» **Required work**
Looking at the data below, count the lines that contain the string "target". Write only the total.

» **Source information**

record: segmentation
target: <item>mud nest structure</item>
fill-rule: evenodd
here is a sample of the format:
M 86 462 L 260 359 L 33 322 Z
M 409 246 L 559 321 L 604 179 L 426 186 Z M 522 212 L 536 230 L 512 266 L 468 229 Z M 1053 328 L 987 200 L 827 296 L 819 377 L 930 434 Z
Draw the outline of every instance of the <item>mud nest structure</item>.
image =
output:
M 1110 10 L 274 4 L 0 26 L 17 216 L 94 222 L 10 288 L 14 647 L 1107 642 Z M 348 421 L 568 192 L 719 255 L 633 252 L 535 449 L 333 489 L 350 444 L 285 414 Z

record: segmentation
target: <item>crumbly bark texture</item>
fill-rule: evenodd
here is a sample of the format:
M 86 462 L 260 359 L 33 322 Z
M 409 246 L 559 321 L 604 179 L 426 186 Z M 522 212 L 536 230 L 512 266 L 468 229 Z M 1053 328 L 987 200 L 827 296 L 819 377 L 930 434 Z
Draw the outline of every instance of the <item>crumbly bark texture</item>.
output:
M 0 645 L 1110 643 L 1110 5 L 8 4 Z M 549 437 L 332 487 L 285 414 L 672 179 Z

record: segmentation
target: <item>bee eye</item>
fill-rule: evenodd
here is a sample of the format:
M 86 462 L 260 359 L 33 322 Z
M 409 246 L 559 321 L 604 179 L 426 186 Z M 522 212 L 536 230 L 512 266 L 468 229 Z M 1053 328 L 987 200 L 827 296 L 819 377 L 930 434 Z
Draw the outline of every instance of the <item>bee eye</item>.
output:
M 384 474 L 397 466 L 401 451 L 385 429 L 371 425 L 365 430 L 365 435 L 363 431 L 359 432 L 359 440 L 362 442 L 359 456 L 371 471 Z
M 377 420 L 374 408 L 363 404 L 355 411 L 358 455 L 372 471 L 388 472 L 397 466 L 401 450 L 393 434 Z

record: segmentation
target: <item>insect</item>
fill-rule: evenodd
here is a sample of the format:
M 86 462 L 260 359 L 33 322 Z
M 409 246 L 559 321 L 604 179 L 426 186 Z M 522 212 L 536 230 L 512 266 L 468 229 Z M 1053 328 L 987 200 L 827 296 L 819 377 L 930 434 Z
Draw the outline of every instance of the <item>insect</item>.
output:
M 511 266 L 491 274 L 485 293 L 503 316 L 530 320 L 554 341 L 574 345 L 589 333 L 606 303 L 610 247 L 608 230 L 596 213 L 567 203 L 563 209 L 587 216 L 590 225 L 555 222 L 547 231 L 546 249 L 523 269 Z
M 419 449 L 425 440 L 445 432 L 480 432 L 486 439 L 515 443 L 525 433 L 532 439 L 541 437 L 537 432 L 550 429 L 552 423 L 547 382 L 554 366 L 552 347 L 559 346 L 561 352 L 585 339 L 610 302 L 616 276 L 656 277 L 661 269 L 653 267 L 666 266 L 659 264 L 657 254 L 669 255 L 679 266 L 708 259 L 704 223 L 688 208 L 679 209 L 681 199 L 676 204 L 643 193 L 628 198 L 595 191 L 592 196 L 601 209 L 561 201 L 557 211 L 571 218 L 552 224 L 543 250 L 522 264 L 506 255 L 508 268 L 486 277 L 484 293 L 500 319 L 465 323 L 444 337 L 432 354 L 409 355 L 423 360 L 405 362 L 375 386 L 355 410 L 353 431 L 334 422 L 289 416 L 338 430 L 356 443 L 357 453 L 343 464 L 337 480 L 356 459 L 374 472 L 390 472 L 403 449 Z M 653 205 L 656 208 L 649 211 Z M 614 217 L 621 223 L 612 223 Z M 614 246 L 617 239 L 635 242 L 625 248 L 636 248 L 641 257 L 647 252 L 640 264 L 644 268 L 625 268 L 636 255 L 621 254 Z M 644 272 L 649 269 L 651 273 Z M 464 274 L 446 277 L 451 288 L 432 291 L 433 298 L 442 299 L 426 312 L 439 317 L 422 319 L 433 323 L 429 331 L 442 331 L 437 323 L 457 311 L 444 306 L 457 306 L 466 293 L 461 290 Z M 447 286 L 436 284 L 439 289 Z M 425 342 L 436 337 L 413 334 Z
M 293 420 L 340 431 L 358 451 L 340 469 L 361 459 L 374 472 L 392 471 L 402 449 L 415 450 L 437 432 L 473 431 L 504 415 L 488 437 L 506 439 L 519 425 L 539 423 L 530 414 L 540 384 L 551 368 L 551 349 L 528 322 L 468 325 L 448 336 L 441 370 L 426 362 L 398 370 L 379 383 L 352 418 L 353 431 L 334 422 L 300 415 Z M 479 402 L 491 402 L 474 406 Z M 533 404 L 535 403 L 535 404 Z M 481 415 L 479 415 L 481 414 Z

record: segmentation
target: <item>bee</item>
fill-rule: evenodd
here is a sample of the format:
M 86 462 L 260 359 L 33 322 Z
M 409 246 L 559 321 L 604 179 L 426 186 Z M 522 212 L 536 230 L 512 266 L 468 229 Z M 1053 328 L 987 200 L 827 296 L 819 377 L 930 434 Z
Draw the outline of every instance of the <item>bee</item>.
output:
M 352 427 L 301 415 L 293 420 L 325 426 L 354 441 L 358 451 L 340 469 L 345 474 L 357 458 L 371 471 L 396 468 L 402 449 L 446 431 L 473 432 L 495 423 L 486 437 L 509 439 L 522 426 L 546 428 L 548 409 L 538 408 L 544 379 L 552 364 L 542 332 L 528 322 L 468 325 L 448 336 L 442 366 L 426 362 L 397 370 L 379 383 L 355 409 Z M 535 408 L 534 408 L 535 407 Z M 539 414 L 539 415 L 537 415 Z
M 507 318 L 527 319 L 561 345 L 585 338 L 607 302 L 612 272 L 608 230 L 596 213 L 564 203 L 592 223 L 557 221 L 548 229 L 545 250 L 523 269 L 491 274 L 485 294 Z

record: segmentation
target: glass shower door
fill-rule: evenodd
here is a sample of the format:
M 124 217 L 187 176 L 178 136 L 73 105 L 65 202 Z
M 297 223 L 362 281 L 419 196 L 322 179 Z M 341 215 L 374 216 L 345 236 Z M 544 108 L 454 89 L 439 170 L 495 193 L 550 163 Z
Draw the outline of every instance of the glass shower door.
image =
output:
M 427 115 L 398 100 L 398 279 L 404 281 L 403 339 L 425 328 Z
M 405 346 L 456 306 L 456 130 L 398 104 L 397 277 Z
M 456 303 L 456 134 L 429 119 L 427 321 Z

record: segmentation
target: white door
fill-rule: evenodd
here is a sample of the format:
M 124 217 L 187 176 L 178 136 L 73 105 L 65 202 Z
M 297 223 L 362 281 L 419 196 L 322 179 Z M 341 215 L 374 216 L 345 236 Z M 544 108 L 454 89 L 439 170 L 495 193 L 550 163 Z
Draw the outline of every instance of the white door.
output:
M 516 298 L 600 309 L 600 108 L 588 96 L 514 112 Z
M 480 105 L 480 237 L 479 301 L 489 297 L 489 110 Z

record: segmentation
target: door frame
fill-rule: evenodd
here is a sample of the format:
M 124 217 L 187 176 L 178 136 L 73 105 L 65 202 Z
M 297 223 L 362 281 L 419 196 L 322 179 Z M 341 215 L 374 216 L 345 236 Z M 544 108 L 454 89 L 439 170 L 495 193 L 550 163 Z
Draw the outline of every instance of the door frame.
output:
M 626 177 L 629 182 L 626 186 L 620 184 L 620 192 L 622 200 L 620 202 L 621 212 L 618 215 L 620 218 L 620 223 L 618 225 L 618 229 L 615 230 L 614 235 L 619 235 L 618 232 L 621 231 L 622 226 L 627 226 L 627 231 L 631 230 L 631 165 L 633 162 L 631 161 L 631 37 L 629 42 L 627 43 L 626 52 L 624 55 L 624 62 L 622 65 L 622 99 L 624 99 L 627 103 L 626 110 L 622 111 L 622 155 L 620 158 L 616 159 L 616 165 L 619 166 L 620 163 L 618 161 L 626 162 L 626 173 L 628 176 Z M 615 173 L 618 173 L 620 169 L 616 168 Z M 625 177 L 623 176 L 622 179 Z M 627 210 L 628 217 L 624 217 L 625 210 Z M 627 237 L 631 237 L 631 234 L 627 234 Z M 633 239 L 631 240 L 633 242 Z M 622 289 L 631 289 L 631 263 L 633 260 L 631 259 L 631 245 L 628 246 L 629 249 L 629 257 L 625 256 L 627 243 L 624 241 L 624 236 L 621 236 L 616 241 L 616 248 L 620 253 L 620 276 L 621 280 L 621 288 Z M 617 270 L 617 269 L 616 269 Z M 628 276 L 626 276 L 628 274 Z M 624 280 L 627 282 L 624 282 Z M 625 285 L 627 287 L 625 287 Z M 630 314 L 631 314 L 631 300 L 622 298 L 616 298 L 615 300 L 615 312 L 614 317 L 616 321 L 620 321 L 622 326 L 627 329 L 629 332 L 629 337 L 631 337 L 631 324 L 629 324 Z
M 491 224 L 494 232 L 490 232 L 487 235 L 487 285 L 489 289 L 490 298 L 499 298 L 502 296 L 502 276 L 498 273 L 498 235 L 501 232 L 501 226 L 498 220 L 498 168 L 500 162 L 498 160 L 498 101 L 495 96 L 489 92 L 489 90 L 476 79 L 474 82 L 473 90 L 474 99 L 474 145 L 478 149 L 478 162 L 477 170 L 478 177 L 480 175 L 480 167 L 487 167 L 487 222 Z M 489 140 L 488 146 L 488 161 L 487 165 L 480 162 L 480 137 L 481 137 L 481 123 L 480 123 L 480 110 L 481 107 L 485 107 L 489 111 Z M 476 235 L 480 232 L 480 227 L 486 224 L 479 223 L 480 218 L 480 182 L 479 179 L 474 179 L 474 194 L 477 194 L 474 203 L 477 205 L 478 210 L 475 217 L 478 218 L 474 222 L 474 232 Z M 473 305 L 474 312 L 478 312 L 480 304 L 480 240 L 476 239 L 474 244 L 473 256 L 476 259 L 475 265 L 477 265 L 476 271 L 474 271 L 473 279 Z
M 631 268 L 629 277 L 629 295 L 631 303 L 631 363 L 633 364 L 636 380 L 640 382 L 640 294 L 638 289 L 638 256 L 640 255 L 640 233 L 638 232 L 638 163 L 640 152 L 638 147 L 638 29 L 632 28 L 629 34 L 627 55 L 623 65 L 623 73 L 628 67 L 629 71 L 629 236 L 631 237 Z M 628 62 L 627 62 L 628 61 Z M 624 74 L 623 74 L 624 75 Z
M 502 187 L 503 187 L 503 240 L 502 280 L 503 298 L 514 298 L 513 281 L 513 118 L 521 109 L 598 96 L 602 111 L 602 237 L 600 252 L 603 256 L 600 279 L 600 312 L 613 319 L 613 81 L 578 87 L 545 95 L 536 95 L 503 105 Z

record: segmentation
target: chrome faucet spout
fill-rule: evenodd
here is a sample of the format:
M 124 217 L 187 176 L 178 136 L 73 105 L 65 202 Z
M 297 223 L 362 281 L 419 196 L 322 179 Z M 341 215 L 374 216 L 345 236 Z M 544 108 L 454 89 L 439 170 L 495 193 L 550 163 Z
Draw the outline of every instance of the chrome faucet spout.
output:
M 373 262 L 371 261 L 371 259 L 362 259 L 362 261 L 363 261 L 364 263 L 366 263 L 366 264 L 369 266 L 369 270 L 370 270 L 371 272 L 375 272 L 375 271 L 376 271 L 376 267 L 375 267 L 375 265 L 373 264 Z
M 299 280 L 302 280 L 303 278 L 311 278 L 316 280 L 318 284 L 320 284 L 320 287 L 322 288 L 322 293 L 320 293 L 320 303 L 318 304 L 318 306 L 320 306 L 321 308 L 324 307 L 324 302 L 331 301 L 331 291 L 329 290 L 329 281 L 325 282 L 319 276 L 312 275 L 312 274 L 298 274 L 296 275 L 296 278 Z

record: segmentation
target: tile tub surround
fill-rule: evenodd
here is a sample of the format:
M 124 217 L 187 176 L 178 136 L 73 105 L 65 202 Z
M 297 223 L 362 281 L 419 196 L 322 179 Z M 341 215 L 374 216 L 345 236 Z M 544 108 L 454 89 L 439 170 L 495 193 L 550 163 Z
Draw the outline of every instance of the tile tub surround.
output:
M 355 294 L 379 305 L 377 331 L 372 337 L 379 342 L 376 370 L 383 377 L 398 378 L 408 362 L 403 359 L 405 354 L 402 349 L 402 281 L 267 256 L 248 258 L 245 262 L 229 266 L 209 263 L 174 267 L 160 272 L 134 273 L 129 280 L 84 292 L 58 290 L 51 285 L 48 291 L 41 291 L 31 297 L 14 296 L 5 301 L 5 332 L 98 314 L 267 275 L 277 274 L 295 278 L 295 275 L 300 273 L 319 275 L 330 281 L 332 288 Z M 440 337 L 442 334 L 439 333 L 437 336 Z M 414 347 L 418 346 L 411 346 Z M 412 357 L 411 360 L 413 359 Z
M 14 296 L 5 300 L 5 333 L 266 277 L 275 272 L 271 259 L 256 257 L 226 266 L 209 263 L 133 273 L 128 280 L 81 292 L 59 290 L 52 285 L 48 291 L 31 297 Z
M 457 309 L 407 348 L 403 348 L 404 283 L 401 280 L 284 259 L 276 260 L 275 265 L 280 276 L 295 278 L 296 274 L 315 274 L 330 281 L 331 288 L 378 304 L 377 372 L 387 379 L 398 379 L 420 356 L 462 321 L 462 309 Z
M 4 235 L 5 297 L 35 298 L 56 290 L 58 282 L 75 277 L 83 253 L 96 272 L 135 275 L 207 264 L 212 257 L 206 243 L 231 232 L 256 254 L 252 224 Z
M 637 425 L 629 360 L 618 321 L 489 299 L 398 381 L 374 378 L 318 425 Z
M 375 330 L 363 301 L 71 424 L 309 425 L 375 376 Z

» **Task output**
10